§ What you have to do:
Set down every entry again word for word, please, but skip the pictures.
- - -
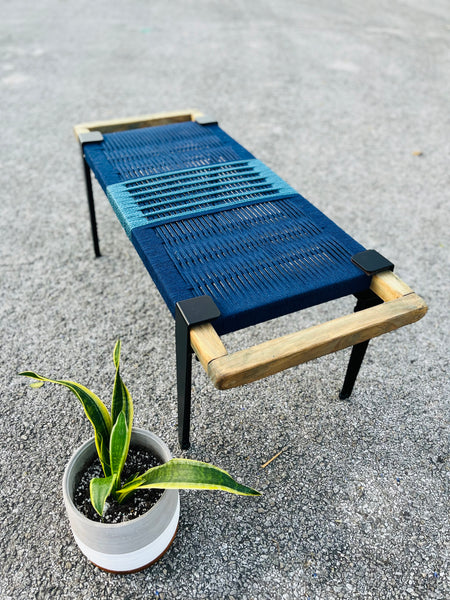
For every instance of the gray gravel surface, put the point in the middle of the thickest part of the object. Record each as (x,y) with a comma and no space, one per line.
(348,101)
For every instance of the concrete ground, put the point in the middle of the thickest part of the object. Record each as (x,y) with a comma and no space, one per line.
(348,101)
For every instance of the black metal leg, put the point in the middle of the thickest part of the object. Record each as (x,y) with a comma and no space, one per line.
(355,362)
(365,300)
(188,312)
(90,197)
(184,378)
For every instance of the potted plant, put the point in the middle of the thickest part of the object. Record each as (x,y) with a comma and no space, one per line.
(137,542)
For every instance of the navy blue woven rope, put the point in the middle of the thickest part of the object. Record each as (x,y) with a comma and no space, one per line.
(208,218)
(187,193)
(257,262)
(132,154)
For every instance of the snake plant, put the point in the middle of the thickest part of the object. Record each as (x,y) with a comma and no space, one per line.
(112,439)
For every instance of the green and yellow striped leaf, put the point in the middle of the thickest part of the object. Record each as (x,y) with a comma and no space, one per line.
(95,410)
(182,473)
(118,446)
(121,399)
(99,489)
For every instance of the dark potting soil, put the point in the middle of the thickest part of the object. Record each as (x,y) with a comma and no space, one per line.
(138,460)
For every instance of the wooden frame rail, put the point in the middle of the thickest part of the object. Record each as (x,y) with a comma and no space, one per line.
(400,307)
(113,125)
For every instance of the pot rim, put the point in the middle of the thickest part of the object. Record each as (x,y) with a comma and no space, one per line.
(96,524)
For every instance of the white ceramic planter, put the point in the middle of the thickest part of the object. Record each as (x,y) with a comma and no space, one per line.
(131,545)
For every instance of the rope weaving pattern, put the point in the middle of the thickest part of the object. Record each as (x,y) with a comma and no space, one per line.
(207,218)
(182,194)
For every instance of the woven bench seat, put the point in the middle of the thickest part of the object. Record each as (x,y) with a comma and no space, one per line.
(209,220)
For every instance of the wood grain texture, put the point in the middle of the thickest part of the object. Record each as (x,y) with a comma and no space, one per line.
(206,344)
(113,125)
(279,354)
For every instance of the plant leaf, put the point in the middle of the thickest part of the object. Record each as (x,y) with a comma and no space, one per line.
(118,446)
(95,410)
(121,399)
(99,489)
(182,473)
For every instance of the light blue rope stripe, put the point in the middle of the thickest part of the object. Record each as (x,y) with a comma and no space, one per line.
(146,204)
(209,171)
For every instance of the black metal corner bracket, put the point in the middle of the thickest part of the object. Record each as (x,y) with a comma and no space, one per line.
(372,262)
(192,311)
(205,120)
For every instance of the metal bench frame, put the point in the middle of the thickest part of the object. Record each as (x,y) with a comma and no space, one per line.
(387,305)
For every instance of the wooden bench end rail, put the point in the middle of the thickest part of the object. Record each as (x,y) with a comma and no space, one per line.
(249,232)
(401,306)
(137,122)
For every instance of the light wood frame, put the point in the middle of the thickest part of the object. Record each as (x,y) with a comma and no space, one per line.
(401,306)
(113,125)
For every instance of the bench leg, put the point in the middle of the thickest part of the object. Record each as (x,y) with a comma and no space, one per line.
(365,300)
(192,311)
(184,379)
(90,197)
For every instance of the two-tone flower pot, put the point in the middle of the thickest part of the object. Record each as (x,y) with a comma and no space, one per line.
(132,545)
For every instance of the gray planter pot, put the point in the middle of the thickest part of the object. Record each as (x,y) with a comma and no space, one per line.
- - -
§ Final result:
For every instance of the gray gravel surface, put the point in the middle of the thickest part of the object. Record each as (x,y) with a comma and no space, one per line.
(348,101)
For every instance of the concrete ground, put the point in the middle of the thickest part of the object. Record each as (x,y) with a comma and no space, one per line.
(348,101)
For every instance of the black metal leg, put the point in the middle of the thickest part of the object. Record each as (x,y) with a comma and no space, one per line.
(355,362)
(365,300)
(188,312)
(90,197)
(184,378)
For every instance of the potted plant, put the point in the middle of the thickest part of the object. Record each as (x,y) with a comma and no space, one per line.
(137,542)
For every instance of the navy blue woven rope, put the point in the middle of the thickest part of the object. Record each as (x,y) with a comma and no space, one per line.
(208,218)
(187,193)
(257,262)
(132,154)
For every instance of the snake plant, put the point in the middle of the thickest part of the object. Record each as (x,y) with a comma and no space, one per line.
(112,439)
For every instance of the green and yellow striped leaf, put the point in the middle of the thickest part of the object. Record each as (x,y) with a comma and no space, one per line.
(95,410)
(182,473)
(118,446)
(121,399)
(99,489)
For every instance of the dark potting soil, put the point in the middle of the thickest part of the object. Record each as (x,y) with a comma and no space, one per line.
(138,460)
For every instance of the wooden frame rail, put the point in the middle of the thickest part of the object. Record each as (x,y) with a comma and no space, one per line.
(400,307)
(113,125)
For every instance of the pot rim, put the point in the middle of the thickest part of the object. Record each as (x,y) with a comma and no space, one per line.
(96,524)
For every instance of the white ceramic planter, put the point in the middle of the thickest part of the object. Record each as (x,y) with a comma and no space, one per line.
(131,545)
For every instance of the rope weaving pattern, put the point in the middle of the thickest part of the object. Record each as (x,y) with a comma and no space, one per line.
(207,218)
(182,194)
For every instance of the woven bench seat, put the point in the middle of the thickest part of the object. Record each as (x,y) with a comma and no space, one per line.
(209,220)
For every instance of the wood grain texture, put the point in the middle of the thickest part of the object. Record each as (x,y) with a comma and no space, one per line.
(206,344)
(113,125)
(279,354)
For every instance of the plant leaf, put the point in the middle of the thickest part of the object. Record each as (x,y) with a comma and no space, one per line.
(118,446)
(95,410)
(121,399)
(99,489)
(182,473)
For every instance of the light blue rope stripe, put the point in the middle of the thickest part of the object. Record each as (x,y) with a comma and no space, one per line.
(146,204)
(209,171)
For every instance of the black metal corner bracket, put the point in the middle of the thickest part of the object. Record each as (x,y) with a comma and no space, one per line.
(372,262)
(192,311)
(205,120)
For every instance of the metal bench frame, put the point in the middle of the thickest part of the object. Record each as (x,y) with a comma and no space, one per line.
(387,305)
For every instance of the wooden bench end rail, put the point in the middle of the thickest part of the object. Record each as (x,y) with a comma and no space, one per line.
(249,232)
(401,306)
(137,122)
For every instance of the light wood frame, put the point in the middle of the thickest part of the object. Record each as (x,y) with a comma and no space, one per line.
(401,306)
(113,125)
For every instance of the bench leg, put the point in the middle of the thickest part of the object. Record each as (x,y) with a comma and no space, one per line.
(365,300)
(192,311)
(184,379)
(90,197)
For every instance of the two-tone flower pot, put the point in the middle of the thickest part of the object. Record each as (x,y) with a comma and no space, one per line.
(132,545)
For every instance of the gray planter pot, put the point in the middle of the thickest part of the object. Record each as (x,y) with a comma and no space, one per line.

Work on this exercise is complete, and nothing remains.